* Complete the following:
a - Answer these questions from the Slingshot malware report below.
(i) How long had Slingshot gone undetected?
(ii) On what date did Kaspersky go public with Slingshot?
(iii) Which command ran the US military program that Slingshot was said to be part of?
b - Reproduce the Slingshot malware report below word for word, from "Kaspersky went public" to "of vulnerable data.".
c - Continue the Slingshot malware report below from the point where it stops.

* Excerpt:
========
Two weeks ago, Kaspersky Lab revealed that it had uncovered a strain of malicious malware dubbed Slingshot, that had gone undetected for six years. It turns out that this was, in fact state-sponsored malware targeting terrorism and Kaspersky has ruined years-worth of a government sanctioned operation.

Kaspersky went public with Slingshot on March 9th, describing it to act like a Trojan horse that hidden itself within compromised MikroTik routers. The malicious code enacted a two pronged attack that ultimately allowed the perpetrator to gain complete access to the system and collect numerous amounts of vulnerable data.

It was suspected to be state-sponsored but not attributed to any single government entity, until the US government has stepped up to say that the public reveal has botched an operation against ISIS and al-Qaeda. Sources claimed to be active and former “intelligence officials” by Cyberscoop stated that Slingshot was a part of a US military program run by the Joint Special Operations Command (JSOC).
========
* Given material:

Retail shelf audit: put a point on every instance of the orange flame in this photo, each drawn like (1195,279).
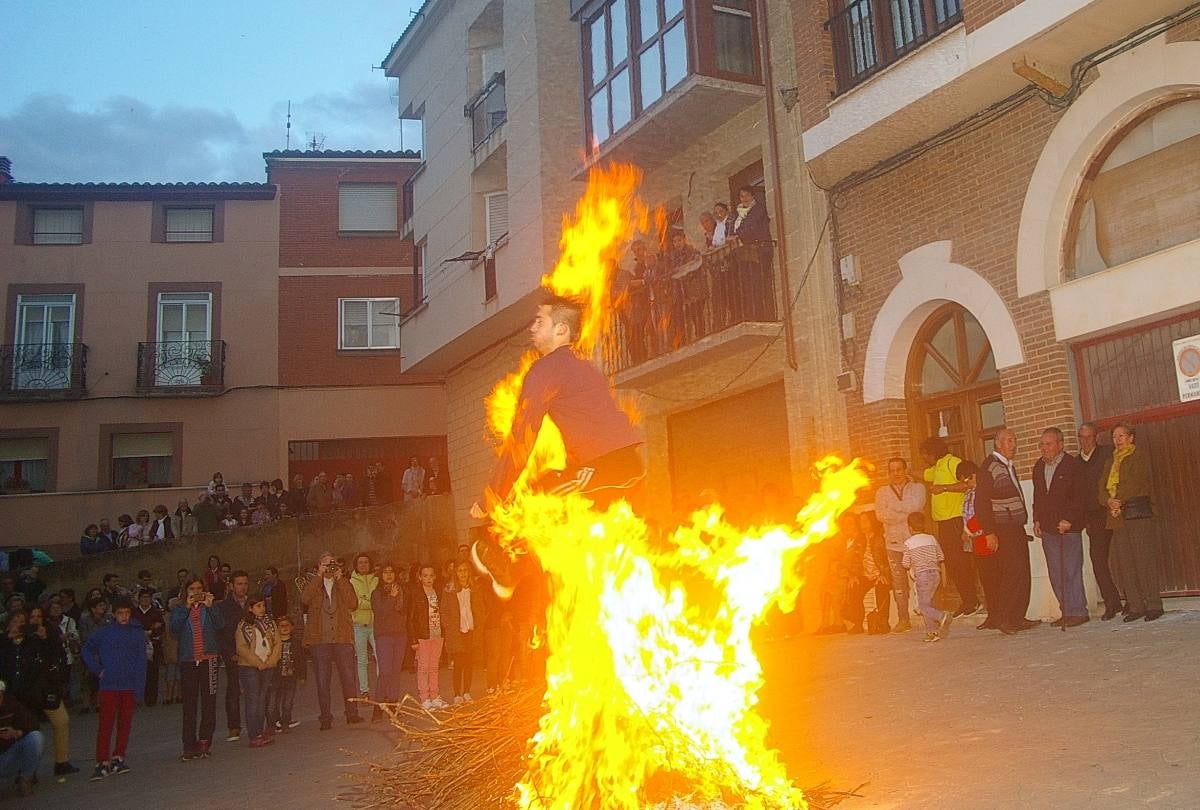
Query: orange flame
(651,677)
========
* Answer set:
a -
(i) Six years.
(ii) March 9th.
(iii) The Joint Special Operations Command (JSOC).

b -
Kaspersky went public with Slingshot on March 9th, describing it to act like a Trojan horse that hidden itself within compromised MikroTik routers. The malicious code enacted a two pronged attack that ultimately allowed the perpetrator to gain complete access to the system and collect numerous amounts of vulnerable data.

c -
Tensions between Kaspersky and the US government have been high ever since the Russian-based company was suspected of spying on behalf of the Russian government. Chief executive Eugene Kaspersky has adamantly denied these allegations and has stated that it would not only quit Russia if asked to do so, but provide irrefutable evidence by allowing the US access to its source code. Regardless, the US has banned Kaspersky anti-virus software from its services departments as a precaution.

As the publication notes, the US is likely to scrap all operations based around Slingshot and wipe the slate clean before potentially moving onto something new.

KitGuru Says: While Kaspersky will likely be paying for its mistake as the US keeps an extra eye on it, it seems that the security lab’s reveal was simply to protect its user base rather than to spy for a government body. Do you think the firm was well intentioned with its reveal?